### TASK DETAILS
Shift the answer points by adding 113 to every coordinate, then write out the stretch from the start of the records through the line containing "[[122, 83]]" in full, requests included. Leave the numbers in the requests and their format samples as they are.

### ENTRIES

----

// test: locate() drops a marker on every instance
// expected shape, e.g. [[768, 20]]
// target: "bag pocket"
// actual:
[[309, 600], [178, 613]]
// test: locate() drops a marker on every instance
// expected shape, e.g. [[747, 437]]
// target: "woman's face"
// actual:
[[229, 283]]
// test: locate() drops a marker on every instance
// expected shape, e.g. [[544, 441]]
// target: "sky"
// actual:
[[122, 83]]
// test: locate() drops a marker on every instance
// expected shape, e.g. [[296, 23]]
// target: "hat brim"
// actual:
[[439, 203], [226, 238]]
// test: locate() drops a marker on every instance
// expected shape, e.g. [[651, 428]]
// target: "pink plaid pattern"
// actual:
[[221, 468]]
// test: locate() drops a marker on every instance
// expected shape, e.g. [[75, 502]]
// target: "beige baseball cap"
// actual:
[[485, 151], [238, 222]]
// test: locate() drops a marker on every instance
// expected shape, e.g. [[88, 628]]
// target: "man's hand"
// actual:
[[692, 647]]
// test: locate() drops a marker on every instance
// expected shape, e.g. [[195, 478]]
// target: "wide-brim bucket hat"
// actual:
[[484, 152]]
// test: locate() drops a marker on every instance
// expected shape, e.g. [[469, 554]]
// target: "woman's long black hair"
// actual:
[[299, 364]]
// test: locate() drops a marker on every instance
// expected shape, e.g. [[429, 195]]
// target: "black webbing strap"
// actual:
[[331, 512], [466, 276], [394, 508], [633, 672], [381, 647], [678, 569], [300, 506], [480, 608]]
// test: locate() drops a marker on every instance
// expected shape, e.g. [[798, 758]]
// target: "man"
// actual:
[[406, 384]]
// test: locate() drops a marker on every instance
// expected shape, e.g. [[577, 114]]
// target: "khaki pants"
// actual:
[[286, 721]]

----

### IN RESPONSE
// test: locate() drops a marker on every instance
// expected shape, e.g. [[768, 20]]
// target: "bag pocket"
// actual:
[[422, 713], [291, 726]]
// test: locate() drops a marker on every instance
// expected shape, e.g. [[747, 437]]
// target: "woman's face"
// actual:
[[342, 396]]
// test: locate() drops a marker on every instance
// expected shape, e.g. [[544, 441]]
// target: "sky"
// actual:
[[235, 196]]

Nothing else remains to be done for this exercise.